§ Task:
Reproduce every line of the data below, requests included. Scale each pixel coordinate in the answers by 2.05 and round to whole numbers, with halves rounding up. Keep the numbers in the requests and their format samples unchanged, and leave the pictures out.

§ Exercise data:

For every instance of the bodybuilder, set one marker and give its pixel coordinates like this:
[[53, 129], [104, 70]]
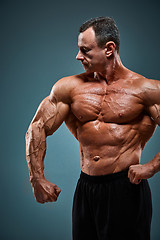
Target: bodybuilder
[[112, 112]]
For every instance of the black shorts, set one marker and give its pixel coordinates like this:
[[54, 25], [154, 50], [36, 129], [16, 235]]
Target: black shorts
[[110, 208]]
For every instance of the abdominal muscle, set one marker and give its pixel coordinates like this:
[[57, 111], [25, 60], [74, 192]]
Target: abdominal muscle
[[108, 147]]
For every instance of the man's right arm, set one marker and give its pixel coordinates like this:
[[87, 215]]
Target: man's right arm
[[49, 116]]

§ Exercise response:
For every instance of the bodybuilder, set one marker and give its pixel coordinates like this:
[[53, 129], [104, 70]]
Target: bodybuilder
[[230, 230]]
For every instance of the black shorts, set one marker and give its pixel coordinates like this:
[[54, 25], [154, 50], [36, 129], [16, 235]]
Target: black shorts
[[226, 426]]
For every instance of the abdominal muscle, set one marker and give its pixel coordinates like this:
[[57, 111], [25, 60], [74, 192]]
Target: abdominal muscle
[[221, 301]]
For every instance of the man's right arm, set one marker and give its pixel coordinates like this:
[[87, 215]]
Target: man's right arm
[[100, 238]]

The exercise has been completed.